- [What the task asks]:
Using the entries below, write out the line with "Habitat-count request: mark the watch face", the line with "Target: camera shutter button", and every line in between, exactly as each is written.

Dataset entries
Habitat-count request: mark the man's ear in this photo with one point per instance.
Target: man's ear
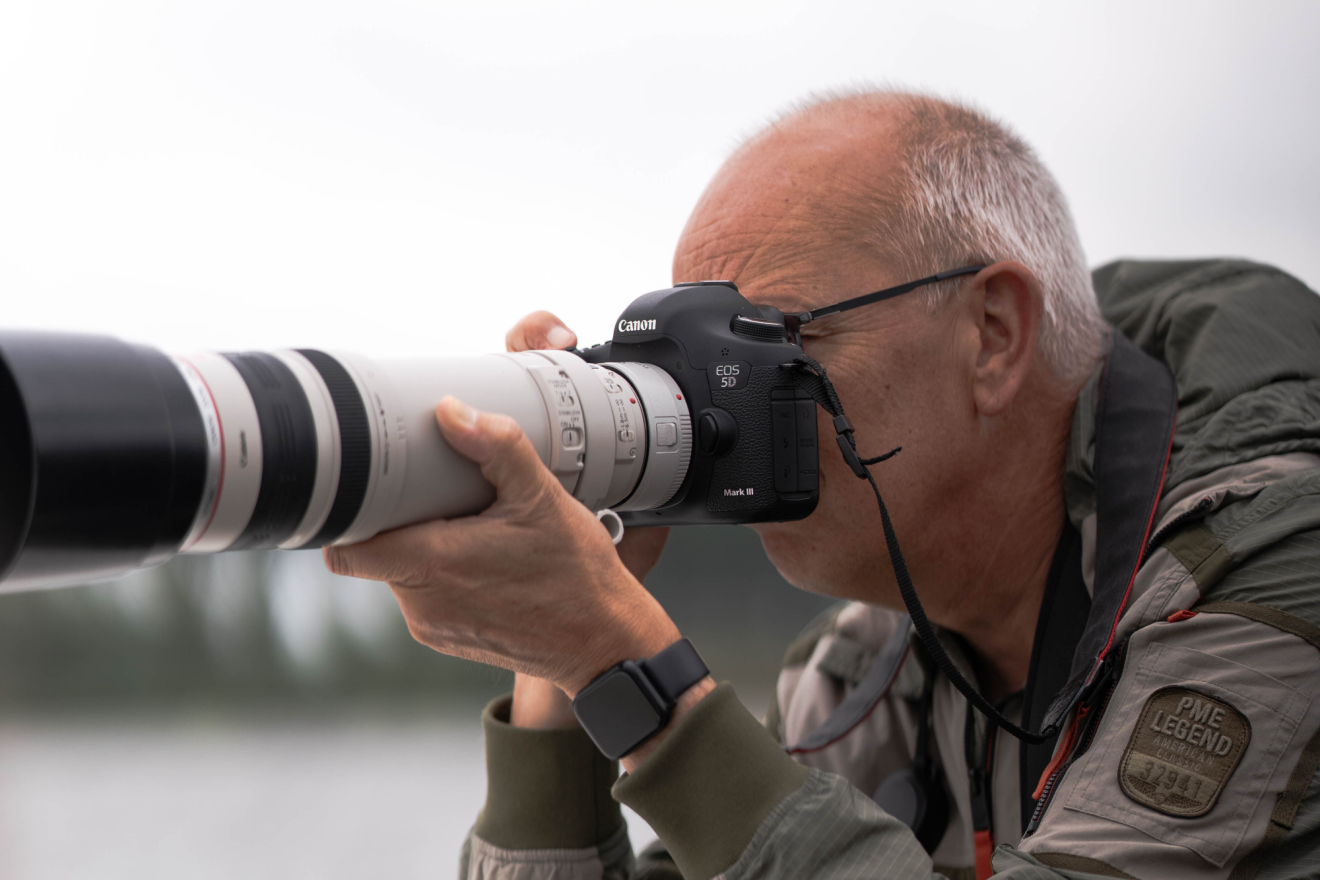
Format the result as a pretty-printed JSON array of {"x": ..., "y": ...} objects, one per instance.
[{"x": 1006, "y": 304}]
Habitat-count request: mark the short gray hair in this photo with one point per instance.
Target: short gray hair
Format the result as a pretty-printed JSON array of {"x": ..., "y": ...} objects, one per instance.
[{"x": 969, "y": 191}]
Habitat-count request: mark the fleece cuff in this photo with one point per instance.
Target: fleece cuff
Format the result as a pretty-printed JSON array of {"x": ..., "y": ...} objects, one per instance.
[
  {"x": 710, "y": 783},
  {"x": 545, "y": 789}
]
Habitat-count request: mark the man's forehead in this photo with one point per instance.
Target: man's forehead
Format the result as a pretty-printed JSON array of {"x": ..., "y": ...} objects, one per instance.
[{"x": 786, "y": 217}]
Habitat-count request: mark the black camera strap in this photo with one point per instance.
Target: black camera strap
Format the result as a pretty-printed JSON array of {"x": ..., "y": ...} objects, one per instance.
[
  {"x": 1135, "y": 420},
  {"x": 813, "y": 379}
]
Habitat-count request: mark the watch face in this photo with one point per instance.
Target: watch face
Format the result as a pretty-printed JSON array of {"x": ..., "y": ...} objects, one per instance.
[{"x": 617, "y": 714}]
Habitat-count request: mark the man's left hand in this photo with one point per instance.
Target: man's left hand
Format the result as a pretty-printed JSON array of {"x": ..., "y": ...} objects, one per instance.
[{"x": 532, "y": 583}]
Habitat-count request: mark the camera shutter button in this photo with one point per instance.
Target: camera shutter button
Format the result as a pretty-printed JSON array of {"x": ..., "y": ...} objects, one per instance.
[{"x": 717, "y": 432}]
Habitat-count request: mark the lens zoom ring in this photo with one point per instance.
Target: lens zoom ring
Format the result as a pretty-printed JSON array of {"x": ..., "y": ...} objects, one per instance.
[
  {"x": 354, "y": 445},
  {"x": 288, "y": 450}
]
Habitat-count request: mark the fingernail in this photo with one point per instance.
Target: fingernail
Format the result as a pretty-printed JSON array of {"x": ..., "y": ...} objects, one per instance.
[
  {"x": 559, "y": 338},
  {"x": 465, "y": 414}
]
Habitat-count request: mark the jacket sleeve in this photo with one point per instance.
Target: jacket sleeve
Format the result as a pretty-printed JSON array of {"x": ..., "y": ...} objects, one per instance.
[
  {"x": 548, "y": 808},
  {"x": 725, "y": 800}
]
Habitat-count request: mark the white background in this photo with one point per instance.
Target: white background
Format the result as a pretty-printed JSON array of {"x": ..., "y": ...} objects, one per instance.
[{"x": 401, "y": 177}]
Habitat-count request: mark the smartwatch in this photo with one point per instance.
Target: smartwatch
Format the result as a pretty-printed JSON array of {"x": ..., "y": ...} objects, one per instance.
[{"x": 631, "y": 702}]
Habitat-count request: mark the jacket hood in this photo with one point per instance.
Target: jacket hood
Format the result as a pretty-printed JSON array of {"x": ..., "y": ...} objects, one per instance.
[{"x": 1242, "y": 341}]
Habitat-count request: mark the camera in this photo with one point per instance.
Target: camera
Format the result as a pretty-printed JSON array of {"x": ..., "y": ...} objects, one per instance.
[{"x": 115, "y": 457}]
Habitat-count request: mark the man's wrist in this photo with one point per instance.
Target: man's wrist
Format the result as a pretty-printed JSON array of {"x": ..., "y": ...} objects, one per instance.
[
  {"x": 540, "y": 705},
  {"x": 687, "y": 702}
]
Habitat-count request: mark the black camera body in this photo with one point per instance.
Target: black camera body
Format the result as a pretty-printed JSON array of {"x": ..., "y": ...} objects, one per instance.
[{"x": 755, "y": 450}]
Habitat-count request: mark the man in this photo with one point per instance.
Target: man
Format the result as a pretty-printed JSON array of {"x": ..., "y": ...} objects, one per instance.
[{"x": 1139, "y": 593}]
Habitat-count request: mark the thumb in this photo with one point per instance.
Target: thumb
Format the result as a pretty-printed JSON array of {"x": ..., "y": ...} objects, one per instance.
[{"x": 498, "y": 445}]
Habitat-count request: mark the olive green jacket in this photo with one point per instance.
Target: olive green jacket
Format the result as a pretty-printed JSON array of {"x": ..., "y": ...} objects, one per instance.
[{"x": 1203, "y": 760}]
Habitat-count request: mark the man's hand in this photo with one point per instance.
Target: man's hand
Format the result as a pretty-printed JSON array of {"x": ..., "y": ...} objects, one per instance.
[
  {"x": 537, "y": 702},
  {"x": 532, "y": 583}
]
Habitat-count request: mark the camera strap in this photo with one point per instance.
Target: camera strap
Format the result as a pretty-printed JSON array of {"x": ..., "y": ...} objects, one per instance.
[
  {"x": 1135, "y": 418},
  {"x": 812, "y": 377}
]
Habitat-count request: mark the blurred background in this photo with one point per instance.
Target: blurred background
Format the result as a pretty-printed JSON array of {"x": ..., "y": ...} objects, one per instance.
[{"x": 407, "y": 178}]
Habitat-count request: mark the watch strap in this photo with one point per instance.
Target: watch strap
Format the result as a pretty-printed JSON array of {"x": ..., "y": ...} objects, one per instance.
[{"x": 675, "y": 669}]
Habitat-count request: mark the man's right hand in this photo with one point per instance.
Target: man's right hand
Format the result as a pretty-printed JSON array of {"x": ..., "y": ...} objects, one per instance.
[{"x": 537, "y": 702}]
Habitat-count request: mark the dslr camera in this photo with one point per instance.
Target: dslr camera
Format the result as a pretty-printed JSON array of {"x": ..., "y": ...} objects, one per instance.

- [Response for this exercise]:
Habitat-count request: mark the watch face in this photo with one point per instance.
Target: watch face
Format the result as a pretty-printed JSON array of {"x": ..., "y": ...} objects, one per instance.
[{"x": 617, "y": 714}]
Habitat-count request: mark the man's left hand in this photo with one point per instance.
Target: man's left hand
Format the result as a pretty-printed JSON array of {"x": ..., "y": ...} objects, one per instance.
[{"x": 532, "y": 583}]
Habitat-count request: mark the camera shutter button in this photo with one point per instance.
Target: camera shutter button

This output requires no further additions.